§ **Given passage**
Mailing List picongpu-users@hzdr.de Message #280
From: Axel Huebl a.huebl@hzdr.de <picongpu-users@hzdr.de>
Subject: OpenMPI: Use ROMIO for IO
Date: Mon, 21 Jan 2019 12:26:38 +0100
To: <picongpu-users@hzdr.de>
Dear Users,


we are relying on several dependencies of our community to develop PIConGPU. As you might know, one of those dependencies is "MPI" which is used for multi-node message passing in HPC and implemented independently in projects such as MPICH or OpenMPI.

MPI is also used for I/O operations and as such used as a dependency of HDF5 and ADIOS which we use in plugins for parallel I/O. Unfortunately, (all) recent releases of the OpenMPI implementation have an issue that you might want to mitigate.

OpenMPI's default for its IO backend is OMPIO, starting with OpenMPI 2.x.

Unfortunately, that backend contains severe bugs leading to data corruption and sporadic crashes (as of the latest releases 3.1.3 and 4.0.0). This is most visible with our parallel HDF5 plugin, but ADIOS is potentially affected as well. Please see https://github.com/open-mpi/ompi/issues/6285 for details.

Contour labeling lines:
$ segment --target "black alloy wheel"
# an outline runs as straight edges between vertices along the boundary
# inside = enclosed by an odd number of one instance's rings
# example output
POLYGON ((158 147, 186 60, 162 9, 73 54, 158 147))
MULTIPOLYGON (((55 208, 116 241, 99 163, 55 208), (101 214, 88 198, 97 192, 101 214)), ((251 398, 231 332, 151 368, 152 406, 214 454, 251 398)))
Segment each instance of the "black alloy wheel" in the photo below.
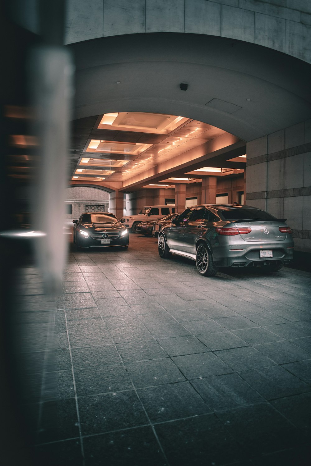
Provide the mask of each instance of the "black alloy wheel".
POLYGON ((172 253, 170 252, 170 248, 163 234, 160 235, 158 239, 158 250, 160 257, 163 259, 167 259, 172 255, 172 253))
POLYGON ((198 247, 195 263, 201 275, 206 277, 212 277, 218 271, 218 267, 214 264, 212 253, 204 243, 201 243, 198 247))
POLYGON ((132 233, 137 233, 136 231, 136 226, 139 223, 141 223, 141 222, 134 222, 132 225, 132 227, 131 229, 131 231, 132 233))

§ **Job**
Reproduce the mailing-list message about OpenMPI I/O, everything from "Mailing List picongpu-users@hzdr.de" down to "with OpenMPI 2.x.", substituting "modules" for "plugins".

§ **Solution to the exercise**
Mailing List picongpu-users@hzdr.de Message #280
From: Axel Huebl a.huebl@hzdr.de <picongpu-users@hzdr.de>
Subject: OpenMPI: Use ROMIO for IO
Date: Mon, 21 Jan 2019 12:26:38 +0100
To: <picongpu-users@hzdr.de>
Dear Users,


we are relying on several dependencies of our community to develop PIConGPU. As you might know, one of those dependencies is "MPI" which is used for multi-node message passing in HPC and implemented independently in projects such as MPICH or OpenMPI.

MPI is also used for I/O operations and as such used as a dependency of HDF5 and ADIOS which we use in modules for parallel I/O. Unfortunately, (all) recent releases of the OpenMPI implementation have an issue that you might want to mitigate.

OpenMPI's default for its IO backend is OMPIO, starting with OpenMPI 2.x.